Rescale the lines that begin with the one containing "plant and record the coordinates." and run through the one containing "(1068, 508)", with both of those lines included. Write out only those lines, requests included, and multiply every coordinate in the answers by 0.4, rounding to whole numbers with halves going up.

========

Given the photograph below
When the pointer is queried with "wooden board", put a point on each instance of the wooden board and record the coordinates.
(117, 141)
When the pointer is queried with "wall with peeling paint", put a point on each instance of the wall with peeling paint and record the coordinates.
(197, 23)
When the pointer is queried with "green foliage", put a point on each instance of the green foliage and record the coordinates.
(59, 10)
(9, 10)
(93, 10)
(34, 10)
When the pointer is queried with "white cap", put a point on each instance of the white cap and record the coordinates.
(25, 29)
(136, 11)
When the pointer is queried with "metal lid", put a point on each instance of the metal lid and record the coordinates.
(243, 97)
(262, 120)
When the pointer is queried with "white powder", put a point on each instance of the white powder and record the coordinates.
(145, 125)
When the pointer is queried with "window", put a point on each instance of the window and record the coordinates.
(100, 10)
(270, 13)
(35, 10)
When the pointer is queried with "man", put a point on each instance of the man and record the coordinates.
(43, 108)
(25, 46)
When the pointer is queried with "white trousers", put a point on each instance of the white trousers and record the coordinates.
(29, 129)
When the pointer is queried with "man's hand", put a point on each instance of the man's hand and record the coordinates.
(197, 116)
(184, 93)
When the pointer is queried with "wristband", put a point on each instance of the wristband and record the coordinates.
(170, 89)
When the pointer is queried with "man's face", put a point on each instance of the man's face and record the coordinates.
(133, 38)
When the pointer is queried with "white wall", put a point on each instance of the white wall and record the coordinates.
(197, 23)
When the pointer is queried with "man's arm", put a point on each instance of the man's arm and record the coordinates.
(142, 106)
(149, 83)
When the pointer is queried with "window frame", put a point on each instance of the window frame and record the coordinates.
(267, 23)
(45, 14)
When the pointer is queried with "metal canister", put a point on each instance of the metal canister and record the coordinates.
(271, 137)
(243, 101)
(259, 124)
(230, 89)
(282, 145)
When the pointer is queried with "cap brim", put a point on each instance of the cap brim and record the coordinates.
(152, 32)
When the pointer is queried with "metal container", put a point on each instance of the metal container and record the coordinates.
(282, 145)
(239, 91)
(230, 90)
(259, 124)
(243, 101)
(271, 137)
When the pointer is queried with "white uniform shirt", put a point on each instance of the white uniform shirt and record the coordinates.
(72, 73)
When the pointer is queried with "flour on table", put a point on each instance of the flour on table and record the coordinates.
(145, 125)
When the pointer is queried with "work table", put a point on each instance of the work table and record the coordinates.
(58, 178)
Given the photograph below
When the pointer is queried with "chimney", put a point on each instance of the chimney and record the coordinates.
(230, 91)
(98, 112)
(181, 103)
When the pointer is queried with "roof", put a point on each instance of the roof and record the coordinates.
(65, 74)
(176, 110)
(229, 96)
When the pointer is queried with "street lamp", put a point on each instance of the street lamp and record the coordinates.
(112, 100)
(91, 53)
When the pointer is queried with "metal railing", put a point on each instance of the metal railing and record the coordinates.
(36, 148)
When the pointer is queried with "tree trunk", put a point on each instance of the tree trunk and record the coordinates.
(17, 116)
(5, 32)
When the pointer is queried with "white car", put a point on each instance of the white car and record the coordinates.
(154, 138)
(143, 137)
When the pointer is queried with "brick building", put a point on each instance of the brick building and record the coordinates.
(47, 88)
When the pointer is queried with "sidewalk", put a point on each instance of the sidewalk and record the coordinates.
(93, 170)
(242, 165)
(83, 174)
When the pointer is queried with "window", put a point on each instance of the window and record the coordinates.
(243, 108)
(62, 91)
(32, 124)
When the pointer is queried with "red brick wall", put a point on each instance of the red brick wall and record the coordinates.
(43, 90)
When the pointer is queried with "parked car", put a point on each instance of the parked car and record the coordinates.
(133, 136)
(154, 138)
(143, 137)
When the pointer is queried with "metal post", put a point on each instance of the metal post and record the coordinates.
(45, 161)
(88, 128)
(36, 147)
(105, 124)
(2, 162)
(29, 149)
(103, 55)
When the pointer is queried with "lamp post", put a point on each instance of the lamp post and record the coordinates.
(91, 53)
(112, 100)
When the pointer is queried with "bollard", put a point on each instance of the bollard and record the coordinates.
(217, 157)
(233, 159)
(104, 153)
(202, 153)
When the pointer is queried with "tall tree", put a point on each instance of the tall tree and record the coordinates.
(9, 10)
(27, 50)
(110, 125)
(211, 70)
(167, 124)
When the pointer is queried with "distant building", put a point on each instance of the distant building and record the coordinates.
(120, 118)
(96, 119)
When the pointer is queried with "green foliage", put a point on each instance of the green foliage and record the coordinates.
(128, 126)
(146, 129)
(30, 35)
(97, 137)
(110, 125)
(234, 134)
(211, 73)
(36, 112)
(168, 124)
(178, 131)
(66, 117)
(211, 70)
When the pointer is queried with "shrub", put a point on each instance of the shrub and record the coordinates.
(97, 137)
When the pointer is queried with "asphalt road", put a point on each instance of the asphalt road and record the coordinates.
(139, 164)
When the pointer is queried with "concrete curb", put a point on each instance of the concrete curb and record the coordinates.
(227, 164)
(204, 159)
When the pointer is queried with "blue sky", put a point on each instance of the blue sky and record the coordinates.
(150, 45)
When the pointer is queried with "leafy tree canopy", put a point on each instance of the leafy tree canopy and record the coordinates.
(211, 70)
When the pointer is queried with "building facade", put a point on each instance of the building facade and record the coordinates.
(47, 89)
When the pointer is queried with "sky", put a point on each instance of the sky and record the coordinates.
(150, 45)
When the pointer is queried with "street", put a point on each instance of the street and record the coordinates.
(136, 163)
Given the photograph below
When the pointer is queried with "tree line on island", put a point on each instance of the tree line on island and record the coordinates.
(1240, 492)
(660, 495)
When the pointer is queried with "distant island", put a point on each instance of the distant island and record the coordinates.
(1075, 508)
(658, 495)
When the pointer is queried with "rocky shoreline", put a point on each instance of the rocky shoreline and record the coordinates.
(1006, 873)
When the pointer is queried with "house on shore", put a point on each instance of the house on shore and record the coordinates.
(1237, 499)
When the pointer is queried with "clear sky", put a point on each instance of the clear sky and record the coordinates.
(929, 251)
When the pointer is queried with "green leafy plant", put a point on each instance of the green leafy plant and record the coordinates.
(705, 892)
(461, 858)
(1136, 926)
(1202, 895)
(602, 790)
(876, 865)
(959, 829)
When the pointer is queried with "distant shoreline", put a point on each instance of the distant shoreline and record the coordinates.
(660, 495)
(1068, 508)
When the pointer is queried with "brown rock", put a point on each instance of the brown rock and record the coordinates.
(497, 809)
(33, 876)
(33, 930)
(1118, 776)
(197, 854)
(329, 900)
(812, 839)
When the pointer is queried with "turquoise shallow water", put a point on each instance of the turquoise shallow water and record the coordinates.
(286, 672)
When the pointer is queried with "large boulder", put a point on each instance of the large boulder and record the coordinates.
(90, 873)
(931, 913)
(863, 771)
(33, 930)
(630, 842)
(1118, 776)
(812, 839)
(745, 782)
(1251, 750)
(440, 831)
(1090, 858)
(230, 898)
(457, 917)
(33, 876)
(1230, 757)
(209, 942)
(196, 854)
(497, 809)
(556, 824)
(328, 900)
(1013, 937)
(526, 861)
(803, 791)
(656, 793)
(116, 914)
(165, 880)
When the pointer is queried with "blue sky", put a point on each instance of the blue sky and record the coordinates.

========

Expected answer
When the pointer is queried with "green leafy plant", put a point on each instance of the green leafy plant and record the coordinates.
(282, 357)
(184, 343)
(454, 370)
(481, 358)
(241, 316)
(350, 346)
(384, 332)
When the pointer is queried with "distant shoreline", put a point on each instance of the distant shoreline and record the coordinates.
(264, 198)
(427, 203)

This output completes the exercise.